§ Aim of the exercise: Turn every line of the entries below into a JSON list of strings, one string per line, skipping blank lines and leaving out the pictures.

*** Material

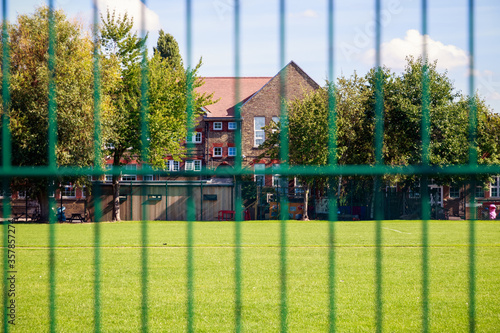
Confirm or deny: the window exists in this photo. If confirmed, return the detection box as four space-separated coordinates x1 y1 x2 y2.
104 164 113 182
450 186 460 198
273 164 282 187
273 117 280 133
253 163 266 186
253 117 266 147
186 132 202 143
293 177 304 195
429 185 443 207
194 160 201 171
185 160 201 171
61 185 76 198
168 160 179 171
214 147 222 157
122 164 137 181
476 186 484 198
490 176 500 197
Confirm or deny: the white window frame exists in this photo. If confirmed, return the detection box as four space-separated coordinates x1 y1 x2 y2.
168 160 180 172
186 132 203 143
293 177 304 195
121 164 137 182
213 121 222 131
193 160 201 171
253 163 266 186
490 176 500 198
450 185 460 199
272 163 282 187
475 186 484 198
142 175 155 182
253 117 266 147
104 164 113 182
184 160 201 171
213 147 222 157
429 185 443 207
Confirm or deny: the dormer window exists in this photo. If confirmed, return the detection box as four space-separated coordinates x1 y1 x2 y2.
214 121 222 131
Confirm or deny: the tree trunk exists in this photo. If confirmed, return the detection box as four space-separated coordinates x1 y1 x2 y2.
302 182 309 221
112 174 121 222
37 187 50 222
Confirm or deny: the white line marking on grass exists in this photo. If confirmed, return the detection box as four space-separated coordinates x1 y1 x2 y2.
383 228 411 235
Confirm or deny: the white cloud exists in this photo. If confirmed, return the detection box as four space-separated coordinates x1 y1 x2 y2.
474 70 500 101
363 29 468 70
98 0 161 31
290 9 319 17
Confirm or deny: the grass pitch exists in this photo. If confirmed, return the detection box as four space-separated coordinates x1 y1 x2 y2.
3 221 500 332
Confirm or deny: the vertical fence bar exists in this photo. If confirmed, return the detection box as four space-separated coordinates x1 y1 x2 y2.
140 0 149 332
48 0 57 332
1 0 11 326
186 0 195 332
468 0 477 332
420 0 430 332
328 0 338 332
279 0 288 332
234 0 243 333
92 0 102 332
374 0 384 333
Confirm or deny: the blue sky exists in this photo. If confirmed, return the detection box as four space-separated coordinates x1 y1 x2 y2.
9 0 500 112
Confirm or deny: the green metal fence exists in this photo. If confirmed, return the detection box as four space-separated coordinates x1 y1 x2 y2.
0 0 492 332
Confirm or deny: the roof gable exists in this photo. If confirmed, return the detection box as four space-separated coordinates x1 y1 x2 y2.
196 77 271 118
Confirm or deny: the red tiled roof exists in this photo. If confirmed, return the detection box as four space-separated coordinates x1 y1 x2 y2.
196 77 271 118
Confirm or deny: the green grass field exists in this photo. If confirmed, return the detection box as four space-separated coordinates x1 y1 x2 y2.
3 221 500 332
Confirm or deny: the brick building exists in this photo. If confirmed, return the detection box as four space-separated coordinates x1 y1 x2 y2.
197 61 319 185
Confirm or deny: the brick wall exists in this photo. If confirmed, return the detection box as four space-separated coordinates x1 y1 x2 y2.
241 62 319 166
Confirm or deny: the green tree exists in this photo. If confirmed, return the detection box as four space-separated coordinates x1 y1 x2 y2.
101 12 212 221
366 56 498 184
154 30 183 70
261 57 500 217
101 11 147 221
3 7 94 219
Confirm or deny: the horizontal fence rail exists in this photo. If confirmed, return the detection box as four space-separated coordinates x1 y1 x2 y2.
0 0 494 332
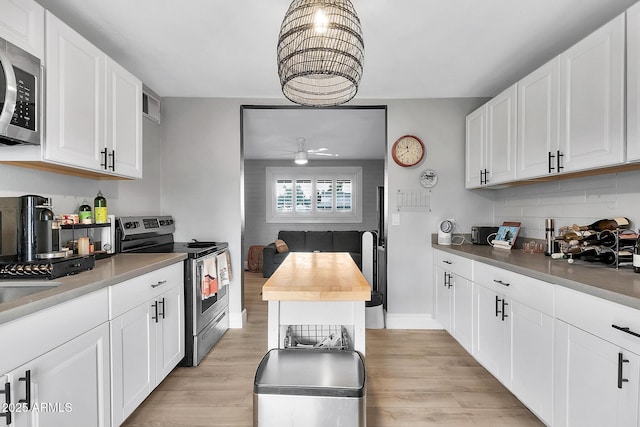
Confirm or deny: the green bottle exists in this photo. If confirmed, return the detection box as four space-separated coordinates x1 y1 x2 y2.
78 200 91 224
93 191 109 224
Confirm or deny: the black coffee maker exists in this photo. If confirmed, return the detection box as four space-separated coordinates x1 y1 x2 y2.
17 195 60 262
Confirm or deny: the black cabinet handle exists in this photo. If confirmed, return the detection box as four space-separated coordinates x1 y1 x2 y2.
158 298 166 319
100 148 108 170
105 148 116 171
493 279 511 286
611 325 640 338
557 150 564 173
618 353 629 388
0 382 11 425
502 298 509 322
151 301 158 323
18 369 31 410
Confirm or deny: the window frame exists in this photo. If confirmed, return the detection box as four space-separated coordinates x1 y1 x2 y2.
265 166 362 223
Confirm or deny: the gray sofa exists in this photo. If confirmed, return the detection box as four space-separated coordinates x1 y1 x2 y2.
262 231 363 277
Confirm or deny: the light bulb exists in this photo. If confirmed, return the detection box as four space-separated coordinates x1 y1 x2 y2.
313 9 329 34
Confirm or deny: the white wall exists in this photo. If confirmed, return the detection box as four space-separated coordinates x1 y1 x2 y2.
380 99 494 329
496 171 640 239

******

§ Exercise solution:
[
  "Confirm or deny: the window exists in this photo. If confirmed, return the detection box as four space-separated coordinates x1 y1 x2 y2.",
  "104 164 113 182",
  "450 186 460 198",
  "273 164 282 187",
  "273 117 280 133",
  "253 163 266 186",
  "253 117 266 147",
  "186 132 202 143",
  "293 177 304 195",
  "429 185 443 207",
  "194 160 201 171",
  "185 160 201 171",
  "61 185 76 198",
  "168 160 179 171",
  "214 147 222 157",
  "122 164 137 181",
  "476 186 484 198",
  "490 176 500 197",
  "Confirm or deny: the white window frame exists in this photo. If confirmed, return the detection box as four space-separated coordinates x1 y1 x2 y2.",
  "168 160 180 172",
  "186 132 203 143",
  "293 177 304 195",
  "121 164 137 182",
  "213 121 222 131",
  "193 160 201 171",
  "253 163 266 186",
  "490 176 500 198",
  "450 185 460 199",
  "272 163 282 187",
  "475 186 484 198",
  "142 175 155 182",
  "253 117 266 147",
  "104 164 113 182",
  "184 160 201 171",
  "213 147 222 157",
  "429 185 443 207",
  "Confirm or deny: the dormer window exists in this photo. If confirmed, return the detection box as four space-separated coordinates x1 y1 x2 y2.",
  "214 121 222 131",
  "Confirm or deny: the tree trunk exists in this photo. If confirmed, return the detection box as four space-separated coordinates x1 y1 x2 y2.",
  "302 182 309 221",
  "112 174 121 222",
  "37 187 50 222",
  "Confirm or deny: the white line marking on grass exists in this photo. If confirmed, return the detection box as four space-separated coordinates x1 y1 x2 y2.",
  "383 228 411 235",
  "Confirm or deny: the white cloud exists in this photo. If confirmed, return the detection box as four space-separated coordinates x1 y1 x2 y2.",
  "474 70 500 101",
  "363 29 468 70",
  "98 0 161 31",
  "290 9 319 17",
  "Confirm or deny: the grass pitch exists in this photo. If confirmed, return the detection box as four space-separated coordinates x1 y1 x2 y2.",
  "3 221 500 332",
  "Confirm or deny: the vertical fence bar exists in this photo. If confirmed, return the detection box as four space-separated coordinates x1 y1 x2 y2.",
  "140 0 149 332",
  "48 0 57 332",
  "1 0 11 326",
  "186 0 195 332",
  "468 0 477 332",
  "420 0 430 332",
  "328 0 338 332",
  "279 0 288 332",
  "234 0 243 333",
  "92 0 102 332",
  "374 0 384 333",
  "Confirm or deny: the blue sky exists in this photo. If confirmed, return the detection box as four space-separated coordinates x1 y1 x2 y2.",
  "9 0 500 112",
  "Confirm or deny: the green metal fence exists in this photo. If confirmed, return the detection box as four space-separated coordinates x1 y1 x2 y2.",
  "0 0 492 332",
  "Confirm or deny: the roof gable exists in this photo. If confirmed, return the detection box as four space-separated coordinates x1 y1 x2 y2.",
  "196 77 271 118",
  "Confirm or deny: the red tiled roof exists in this photo. If confirmed, return the detection box as four space-separated coordinates x1 y1 x2 y2.",
  "196 77 271 118",
  "Confirm or deny: the green grass field exists in this photo. If confirmed, return the detection box as four space-separated coordinates x1 y1 x2 y2.",
  "3 221 500 332",
  "Confirm or deny: the brick building exists in this photo. If confirmed, return the detection box as four space-separated coordinates x1 y1 x2 y2.",
  "197 61 319 185",
  "Confirm or deny: the brick wall exists in this photo. If confirmed, return the detection box as four space-separated coordinates x1 y1 x2 y2.",
  "241 62 319 166",
  "Confirm or deny: the green tree exists in this photo. If confirmed, return the detection box as four space-separated coordinates x1 y1 x2 y2.",
  "101 12 212 221",
  "366 56 498 184",
  "154 30 183 70",
  "261 57 500 217",
  "101 11 147 221",
  "3 7 94 219",
  "Confirm or deny: the horizontal fence rail exists in this photo. If confirmed, return the detection box as four space-separated coordinates x1 y1 x2 y2.",
  "0 0 494 332",
  "Confirm or deny: the green bottle exists in this photo. If confirmed, return the detection box as four space-separated coordinates x1 y1 x2 y2.",
  "78 200 91 224",
  "93 191 109 224",
  "Confirm or deny: the black coffee maker exists in this photo. If confirmed, return the detection box as four space-separated coordinates x1 y1 x2 y2.",
  "17 195 60 262",
  "Confirm or deny: the black cabinet handle exists in this photo. If confirmed, return the detection box as four space-separated coordinates x1 y1 x2 y2.",
  "158 298 166 319",
  "100 148 108 170",
  "105 148 116 171",
  "493 279 511 286",
  "611 325 640 338",
  "557 150 564 173",
  "618 353 629 388",
  "0 382 11 425",
  "502 298 509 322",
  "151 301 158 323",
  "18 369 31 410",
  "Confirm or deny: the window frame exists in this photo. If confirmed, return the detection box as four space-separated coordinates x1 y1 x2 y2.",
  "265 166 362 223",
  "Confirm or deny: the gray sofa exists in this photo. If confirmed, return the detection box as four space-separated coordinates x1 y1 x2 y2.",
  "262 231 363 277",
  "Confirm or deny: the light bulb exists in this photo. If confirmed, return the detection box as four space-separated coordinates x1 y1 x2 y2.",
  "313 9 329 34",
  "Confirm or deny: the white wall exists in this photo. If confirmed, return the detection box as four space-separated coordinates x1 y1 x2 y2.",
  "380 99 494 329",
  "496 171 640 239"
]